'''

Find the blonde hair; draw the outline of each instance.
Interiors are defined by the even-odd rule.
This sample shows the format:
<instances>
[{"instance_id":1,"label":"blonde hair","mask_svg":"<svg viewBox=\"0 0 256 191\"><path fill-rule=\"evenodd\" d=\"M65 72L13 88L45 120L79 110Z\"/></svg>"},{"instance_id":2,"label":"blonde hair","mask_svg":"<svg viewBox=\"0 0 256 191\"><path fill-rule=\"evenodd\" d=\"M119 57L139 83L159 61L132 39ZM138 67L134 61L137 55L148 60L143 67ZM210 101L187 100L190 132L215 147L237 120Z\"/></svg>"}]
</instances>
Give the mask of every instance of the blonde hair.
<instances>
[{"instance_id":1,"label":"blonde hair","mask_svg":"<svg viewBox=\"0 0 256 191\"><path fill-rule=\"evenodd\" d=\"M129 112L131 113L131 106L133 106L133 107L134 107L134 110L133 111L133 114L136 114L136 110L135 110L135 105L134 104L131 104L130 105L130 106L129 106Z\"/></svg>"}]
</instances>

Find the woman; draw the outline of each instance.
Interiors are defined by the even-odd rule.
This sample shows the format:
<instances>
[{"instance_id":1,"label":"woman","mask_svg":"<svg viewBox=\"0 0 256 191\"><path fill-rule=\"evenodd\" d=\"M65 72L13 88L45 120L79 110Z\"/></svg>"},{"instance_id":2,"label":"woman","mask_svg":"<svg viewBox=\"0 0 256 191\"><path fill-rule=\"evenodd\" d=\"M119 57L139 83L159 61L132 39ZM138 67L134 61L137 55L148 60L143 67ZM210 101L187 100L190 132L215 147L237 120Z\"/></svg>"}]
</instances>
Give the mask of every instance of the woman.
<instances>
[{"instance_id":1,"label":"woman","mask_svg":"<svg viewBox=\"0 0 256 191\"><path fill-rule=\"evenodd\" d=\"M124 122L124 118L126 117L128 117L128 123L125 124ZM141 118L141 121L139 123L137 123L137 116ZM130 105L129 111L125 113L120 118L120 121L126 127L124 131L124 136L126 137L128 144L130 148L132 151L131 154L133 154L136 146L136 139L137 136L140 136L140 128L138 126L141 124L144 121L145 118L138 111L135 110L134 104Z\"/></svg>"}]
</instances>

'''

Repeat every record exactly as written, please.

Exercise solution
Find the blonde hair; draw the outline of each instance.
Interiors are defined by the even-odd rule.
This sample shows the format:
<instances>
[{"instance_id":1,"label":"blonde hair","mask_svg":"<svg viewBox=\"0 0 256 191\"><path fill-rule=\"evenodd\" d=\"M65 72L13 88L45 120L79 110Z\"/></svg>"},{"instance_id":2,"label":"blonde hair","mask_svg":"<svg viewBox=\"0 0 256 191\"><path fill-rule=\"evenodd\" d=\"M119 57L139 83L159 61L132 39ZM138 67L134 61L137 55L148 60L143 67ZM210 101L187 100L190 132L215 147L237 120Z\"/></svg>"}]
</instances>
Give the mask of every instance of the blonde hair.
<instances>
[{"instance_id":1,"label":"blonde hair","mask_svg":"<svg viewBox=\"0 0 256 191\"><path fill-rule=\"evenodd\" d=\"M129 112L131 113L131 106L133 106L133 107L134 107L134 110L133 111L133 114L136 114L136 110L135 110L135 105L134 104L131 104L130 105L130 106L129 106Z\"/></svg>"}]
</instances>

Find the woman; draw the outline of each instance.
Interiors are defined by the even-odd rule.
This sample shows the format:
<instances>
[{"instance_id":1,"label":"woman","mask_svg":"<svg viewBox=\"0 0 256 191\"><path fill-rule=\"evenodd\" d=\"M65 72L13 88L45 120L79 110Z\"/></svg>"},{"instance_id":2,"label":"woman","mask_svg":"<svg viewBox=\"0 0 256 191\"><path fill-rule=\"evenodd\" d=\"M119 57L139 83L159 61L132 39ZM138 67L134 61L137 55L148 60L143 67ZM210 101L187 100L190 132L215 147L237 120Z\"/></svg>"}]
</instances>
Give the mask of every instance of the woman.
<instances>
[{"instance_id":1,"label":"woman","mask_svg":"<svg viewBox=\"0 0 256 191\"><path fill-rule=\"evenodd\" d=\"M124 122L124 118L126 117L128 117L128 123L125 124ZM141 118L141 121L139 123L137 123L137 116ZM130 105L129 111L125 113L120 118L120 121L126 127L124 131L124 136L126 137L128 144L130 148L132 151L131 154L133 154L136 146L136 139L137 136L140 136L140 128L138 126L141 124L144 121L145 118L138 111L135 110L134 104Z\"/></svg>"}]
</instances>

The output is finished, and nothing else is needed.